WHAT IS EXPECTED:
Please reproduce the lines between the line holding "pedestal? Each instance should receive its own outline." and the line holding "[[[37,302],[141,301],[145,255],[47,253],[45,257],[32,257]]]", inclusive.

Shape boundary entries
━━━━
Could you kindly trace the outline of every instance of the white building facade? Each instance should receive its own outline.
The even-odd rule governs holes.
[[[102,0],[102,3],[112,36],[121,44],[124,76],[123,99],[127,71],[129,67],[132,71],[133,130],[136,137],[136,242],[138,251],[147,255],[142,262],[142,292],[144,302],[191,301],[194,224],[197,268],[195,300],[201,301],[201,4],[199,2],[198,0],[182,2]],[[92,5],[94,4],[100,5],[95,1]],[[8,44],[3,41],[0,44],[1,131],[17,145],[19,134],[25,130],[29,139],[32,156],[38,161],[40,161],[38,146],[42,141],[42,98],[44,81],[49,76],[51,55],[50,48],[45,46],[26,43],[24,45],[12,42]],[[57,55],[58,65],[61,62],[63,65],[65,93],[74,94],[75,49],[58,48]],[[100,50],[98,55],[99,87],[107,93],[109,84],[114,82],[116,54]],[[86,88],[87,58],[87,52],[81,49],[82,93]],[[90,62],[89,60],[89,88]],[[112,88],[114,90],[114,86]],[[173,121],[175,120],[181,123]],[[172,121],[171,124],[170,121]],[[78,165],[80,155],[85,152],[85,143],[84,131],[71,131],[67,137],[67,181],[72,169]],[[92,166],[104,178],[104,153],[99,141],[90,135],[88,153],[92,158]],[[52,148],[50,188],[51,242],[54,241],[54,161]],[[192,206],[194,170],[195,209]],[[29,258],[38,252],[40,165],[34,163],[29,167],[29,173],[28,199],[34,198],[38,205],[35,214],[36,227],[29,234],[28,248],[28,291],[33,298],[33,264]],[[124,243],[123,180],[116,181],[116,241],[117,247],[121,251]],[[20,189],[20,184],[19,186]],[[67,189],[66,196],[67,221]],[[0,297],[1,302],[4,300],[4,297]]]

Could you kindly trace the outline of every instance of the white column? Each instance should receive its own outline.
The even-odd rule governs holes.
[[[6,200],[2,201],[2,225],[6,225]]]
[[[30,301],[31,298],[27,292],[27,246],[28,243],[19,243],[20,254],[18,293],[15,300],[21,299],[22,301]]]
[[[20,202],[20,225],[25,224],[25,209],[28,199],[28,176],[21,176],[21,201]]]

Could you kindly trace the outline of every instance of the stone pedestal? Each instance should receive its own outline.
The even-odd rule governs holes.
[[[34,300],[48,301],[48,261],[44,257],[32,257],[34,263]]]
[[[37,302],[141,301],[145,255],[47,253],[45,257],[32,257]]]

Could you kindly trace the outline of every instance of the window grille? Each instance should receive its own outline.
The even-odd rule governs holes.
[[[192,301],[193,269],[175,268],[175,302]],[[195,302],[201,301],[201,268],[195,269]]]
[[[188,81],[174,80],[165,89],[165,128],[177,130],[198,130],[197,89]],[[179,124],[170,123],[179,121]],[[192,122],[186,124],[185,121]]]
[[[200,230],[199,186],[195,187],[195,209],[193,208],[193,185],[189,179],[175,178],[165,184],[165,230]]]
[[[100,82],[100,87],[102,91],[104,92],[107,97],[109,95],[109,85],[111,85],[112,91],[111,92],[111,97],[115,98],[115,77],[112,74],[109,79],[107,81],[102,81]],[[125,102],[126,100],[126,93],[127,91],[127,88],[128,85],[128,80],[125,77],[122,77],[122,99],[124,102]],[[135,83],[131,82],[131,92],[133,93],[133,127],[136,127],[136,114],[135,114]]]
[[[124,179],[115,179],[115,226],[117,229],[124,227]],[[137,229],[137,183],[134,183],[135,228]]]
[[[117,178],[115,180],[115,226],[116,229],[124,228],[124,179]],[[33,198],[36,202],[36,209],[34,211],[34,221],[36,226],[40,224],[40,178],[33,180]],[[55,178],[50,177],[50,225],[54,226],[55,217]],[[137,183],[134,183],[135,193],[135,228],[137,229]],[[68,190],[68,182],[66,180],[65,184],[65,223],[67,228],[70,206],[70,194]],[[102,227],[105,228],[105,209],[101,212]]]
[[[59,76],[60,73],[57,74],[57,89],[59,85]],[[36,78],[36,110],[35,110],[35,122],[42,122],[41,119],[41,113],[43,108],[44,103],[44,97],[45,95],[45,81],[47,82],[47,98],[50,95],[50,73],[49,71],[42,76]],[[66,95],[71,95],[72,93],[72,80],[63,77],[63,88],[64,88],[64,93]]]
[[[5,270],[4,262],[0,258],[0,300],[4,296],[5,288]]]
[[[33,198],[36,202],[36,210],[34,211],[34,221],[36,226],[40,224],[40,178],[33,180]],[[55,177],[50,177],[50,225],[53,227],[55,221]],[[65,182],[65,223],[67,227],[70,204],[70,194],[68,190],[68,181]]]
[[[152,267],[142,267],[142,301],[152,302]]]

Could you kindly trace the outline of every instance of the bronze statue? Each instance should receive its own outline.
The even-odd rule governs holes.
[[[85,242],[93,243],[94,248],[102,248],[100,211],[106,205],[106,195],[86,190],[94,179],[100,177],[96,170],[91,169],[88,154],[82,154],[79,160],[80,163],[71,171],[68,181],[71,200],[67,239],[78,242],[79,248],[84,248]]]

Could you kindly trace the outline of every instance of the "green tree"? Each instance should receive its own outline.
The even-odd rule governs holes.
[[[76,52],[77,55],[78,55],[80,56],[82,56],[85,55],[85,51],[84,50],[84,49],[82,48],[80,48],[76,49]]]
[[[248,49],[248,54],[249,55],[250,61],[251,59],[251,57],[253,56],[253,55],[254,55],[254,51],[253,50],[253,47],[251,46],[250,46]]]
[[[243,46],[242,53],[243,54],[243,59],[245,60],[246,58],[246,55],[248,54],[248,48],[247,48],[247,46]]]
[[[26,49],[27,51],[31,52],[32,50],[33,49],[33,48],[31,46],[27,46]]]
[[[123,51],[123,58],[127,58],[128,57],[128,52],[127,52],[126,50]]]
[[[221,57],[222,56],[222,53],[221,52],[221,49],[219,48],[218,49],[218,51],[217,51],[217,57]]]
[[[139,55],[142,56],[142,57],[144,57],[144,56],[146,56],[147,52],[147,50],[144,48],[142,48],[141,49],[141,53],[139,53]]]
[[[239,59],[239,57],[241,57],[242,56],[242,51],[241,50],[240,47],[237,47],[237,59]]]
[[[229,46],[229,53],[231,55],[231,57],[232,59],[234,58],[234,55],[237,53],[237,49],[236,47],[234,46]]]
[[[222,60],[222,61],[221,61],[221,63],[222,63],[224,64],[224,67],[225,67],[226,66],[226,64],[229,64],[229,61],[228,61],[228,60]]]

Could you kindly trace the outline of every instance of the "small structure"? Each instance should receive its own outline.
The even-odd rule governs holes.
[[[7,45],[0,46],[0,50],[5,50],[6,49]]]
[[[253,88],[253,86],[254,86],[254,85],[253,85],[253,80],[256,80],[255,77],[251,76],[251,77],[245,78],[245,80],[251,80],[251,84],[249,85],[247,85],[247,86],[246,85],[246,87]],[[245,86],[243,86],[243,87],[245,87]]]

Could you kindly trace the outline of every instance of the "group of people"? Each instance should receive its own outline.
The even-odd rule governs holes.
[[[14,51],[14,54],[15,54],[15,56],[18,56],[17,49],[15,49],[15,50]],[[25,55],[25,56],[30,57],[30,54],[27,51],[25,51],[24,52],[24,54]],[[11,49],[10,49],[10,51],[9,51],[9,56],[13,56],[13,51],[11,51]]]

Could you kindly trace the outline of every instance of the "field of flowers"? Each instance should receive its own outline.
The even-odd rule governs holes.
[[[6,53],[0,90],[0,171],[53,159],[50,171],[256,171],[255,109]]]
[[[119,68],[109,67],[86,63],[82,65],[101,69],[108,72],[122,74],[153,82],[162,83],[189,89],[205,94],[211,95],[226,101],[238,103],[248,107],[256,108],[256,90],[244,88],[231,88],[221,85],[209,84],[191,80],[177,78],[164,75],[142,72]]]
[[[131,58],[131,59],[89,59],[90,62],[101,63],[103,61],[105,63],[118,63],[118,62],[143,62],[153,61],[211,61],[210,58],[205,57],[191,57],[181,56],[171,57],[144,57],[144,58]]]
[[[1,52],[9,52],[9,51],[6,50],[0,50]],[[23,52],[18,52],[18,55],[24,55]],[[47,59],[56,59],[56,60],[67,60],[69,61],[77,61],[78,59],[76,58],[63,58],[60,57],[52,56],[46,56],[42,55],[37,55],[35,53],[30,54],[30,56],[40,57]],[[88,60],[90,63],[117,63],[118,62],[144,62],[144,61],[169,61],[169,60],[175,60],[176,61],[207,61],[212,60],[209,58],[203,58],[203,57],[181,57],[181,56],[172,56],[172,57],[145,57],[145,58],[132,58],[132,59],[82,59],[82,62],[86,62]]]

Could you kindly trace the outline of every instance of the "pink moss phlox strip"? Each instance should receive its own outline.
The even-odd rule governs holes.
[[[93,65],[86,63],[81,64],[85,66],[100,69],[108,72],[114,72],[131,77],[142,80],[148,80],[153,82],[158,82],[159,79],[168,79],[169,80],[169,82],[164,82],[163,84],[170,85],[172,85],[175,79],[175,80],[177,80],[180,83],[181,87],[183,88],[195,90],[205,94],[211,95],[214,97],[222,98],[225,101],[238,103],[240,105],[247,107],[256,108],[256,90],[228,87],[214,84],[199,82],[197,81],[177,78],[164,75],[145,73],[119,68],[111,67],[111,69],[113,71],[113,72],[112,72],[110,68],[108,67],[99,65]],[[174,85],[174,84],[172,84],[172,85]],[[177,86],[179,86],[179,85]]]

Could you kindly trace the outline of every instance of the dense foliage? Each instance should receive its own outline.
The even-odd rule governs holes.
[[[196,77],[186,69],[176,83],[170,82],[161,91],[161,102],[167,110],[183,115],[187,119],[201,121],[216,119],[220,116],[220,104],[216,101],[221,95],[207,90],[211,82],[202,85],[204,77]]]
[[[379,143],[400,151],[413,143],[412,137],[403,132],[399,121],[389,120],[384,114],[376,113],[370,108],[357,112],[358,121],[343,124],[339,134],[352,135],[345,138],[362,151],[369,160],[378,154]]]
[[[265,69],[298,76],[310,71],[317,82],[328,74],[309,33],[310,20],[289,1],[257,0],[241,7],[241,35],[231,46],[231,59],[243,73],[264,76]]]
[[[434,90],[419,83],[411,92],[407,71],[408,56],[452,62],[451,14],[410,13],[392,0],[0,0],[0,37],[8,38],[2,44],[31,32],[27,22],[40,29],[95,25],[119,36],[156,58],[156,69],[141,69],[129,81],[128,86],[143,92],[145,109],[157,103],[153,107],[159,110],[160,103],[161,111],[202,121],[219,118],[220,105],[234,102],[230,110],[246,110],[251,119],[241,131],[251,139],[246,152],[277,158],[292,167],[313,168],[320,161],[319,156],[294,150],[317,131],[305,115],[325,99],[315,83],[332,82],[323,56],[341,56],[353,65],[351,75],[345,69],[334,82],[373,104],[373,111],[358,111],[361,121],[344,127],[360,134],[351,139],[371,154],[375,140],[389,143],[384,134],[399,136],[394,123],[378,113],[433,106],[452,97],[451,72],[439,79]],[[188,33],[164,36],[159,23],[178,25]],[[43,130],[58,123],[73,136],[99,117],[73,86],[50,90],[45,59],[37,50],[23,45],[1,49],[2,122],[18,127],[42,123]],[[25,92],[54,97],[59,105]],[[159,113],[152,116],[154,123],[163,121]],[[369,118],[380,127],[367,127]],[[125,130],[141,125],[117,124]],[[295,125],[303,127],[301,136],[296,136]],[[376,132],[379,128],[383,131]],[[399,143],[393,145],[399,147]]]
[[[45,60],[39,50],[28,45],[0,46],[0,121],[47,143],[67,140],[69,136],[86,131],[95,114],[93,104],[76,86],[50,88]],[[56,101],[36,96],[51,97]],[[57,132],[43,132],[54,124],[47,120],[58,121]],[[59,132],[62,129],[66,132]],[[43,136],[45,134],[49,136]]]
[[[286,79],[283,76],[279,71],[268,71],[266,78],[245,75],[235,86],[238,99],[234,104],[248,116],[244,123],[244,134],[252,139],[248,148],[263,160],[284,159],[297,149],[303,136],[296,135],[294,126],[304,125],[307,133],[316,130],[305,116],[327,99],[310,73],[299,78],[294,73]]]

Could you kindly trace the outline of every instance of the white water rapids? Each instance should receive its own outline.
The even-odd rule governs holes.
━━━━
SOLVED PROBLEM:
Could you kindly trace the outline of every instance of the stone pedestal? Each instance should receive its own outline.
The even-odd rule governs holes.
[[[34,300],[48,301],[48,261],[44,257],[32,257],[34,263]]]
[[[37,302],[141,301],[145,255],[47,253],[45,257],[32,257]]]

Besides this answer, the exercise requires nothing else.